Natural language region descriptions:
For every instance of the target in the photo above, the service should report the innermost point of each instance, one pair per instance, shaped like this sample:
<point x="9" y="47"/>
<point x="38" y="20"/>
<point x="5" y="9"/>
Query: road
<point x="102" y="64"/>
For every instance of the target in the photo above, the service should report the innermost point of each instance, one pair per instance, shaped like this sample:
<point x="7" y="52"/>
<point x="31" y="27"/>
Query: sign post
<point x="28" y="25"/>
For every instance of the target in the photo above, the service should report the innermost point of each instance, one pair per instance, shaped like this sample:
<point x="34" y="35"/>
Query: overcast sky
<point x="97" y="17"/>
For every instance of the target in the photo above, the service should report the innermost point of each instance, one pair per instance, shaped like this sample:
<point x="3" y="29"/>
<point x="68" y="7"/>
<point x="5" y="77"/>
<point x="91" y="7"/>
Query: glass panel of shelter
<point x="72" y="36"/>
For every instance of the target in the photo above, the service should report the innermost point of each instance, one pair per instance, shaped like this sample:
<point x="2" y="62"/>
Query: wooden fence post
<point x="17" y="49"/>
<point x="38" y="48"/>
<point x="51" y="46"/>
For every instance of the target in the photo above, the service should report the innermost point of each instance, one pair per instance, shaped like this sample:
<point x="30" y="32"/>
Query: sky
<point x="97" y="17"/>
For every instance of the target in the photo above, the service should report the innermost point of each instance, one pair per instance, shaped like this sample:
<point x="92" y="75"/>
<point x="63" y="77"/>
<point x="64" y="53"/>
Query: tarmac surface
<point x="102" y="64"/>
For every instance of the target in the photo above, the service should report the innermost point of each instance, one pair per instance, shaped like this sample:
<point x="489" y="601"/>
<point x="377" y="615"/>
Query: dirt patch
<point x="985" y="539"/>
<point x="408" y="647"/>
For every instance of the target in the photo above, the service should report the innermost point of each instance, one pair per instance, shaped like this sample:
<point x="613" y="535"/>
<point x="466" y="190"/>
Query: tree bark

WHAT THE TASK ASKS: The data above must be returned in full, exactly as written.

YOUR SOLUTION:
For every instance of the target in the photo above, the service should report the innermost point of each instance, one pair per instance, shaped like this sample:
<point x="9" y="47"/>
<point x="38" y="20"/>
<point x="5" y="9"/>
Query: road
<point x="102" y="64"/>
For every instance of the target in the photo above, the service should report the innermost point of each instance, one pair per instance, shaped like this sample:
<point x="7" y="52"/>
<point x="31" y="27"/>
Query: sign post
<point x="28" y="25"/>
For every instance of the target in the photo above, the service should report the innermost point of each instance, one pair per instance, shaped like this sample:
<point x="34" y="35"/>
Query: overcast sky
<point x="97" y="17"/>
For every instance of the target in the photo above, the service should report the innermost point of each instance, one pair per instance, shaped like this sample:
<point x="3" y="29"/>
<point x="68" y="7"/>
<point x="5" y="77"/>
<point x="91" y="7"/>
Query: glass panel of shelter
<point x="72" y="36"/>
For every instance of the target in the photo above, the service should report the innermost point of each instance, one pair per instance, shaped like this sample:
<point x="2" y="62"/>
Query: wooden fence post
<point x="17" y="49"/>
<point x="38" y="48"/>
<point x="51" y="46"/>
For every instance of the target in the photo above, the service should report the innermost point of each instance, one pair per instance, shaped like this sample:
<point x="30" y="32"/>
Query: sky
<point x="97" y="17"/>
For every instance of the target in the photo above, the service should report the innermost point of each instance, one pair per instance, shaped like this sample:
<point x="92" y="75"/>
<point x="63" y="77"/>
<point x="64" y="53"/>
Query: tarmac surface
<point x="102" y="64"/>
For every instance of the target in the photo above, the service should report the innermost point of each instance, one pair per instance, shaped like this sample:
<point x="489" y="601"/>
<point x="377" y="615"/>
Query: dirt patch
<point x="985" y="539"/>
<point x="408" y="647"/>
For every instance of the target in the photo above, the service should report the innermost point of each instance, one pair per instance, shaped like this sample:
<point x="613" y="535"/>
<point x="466" y="190"/>
Query: tree bark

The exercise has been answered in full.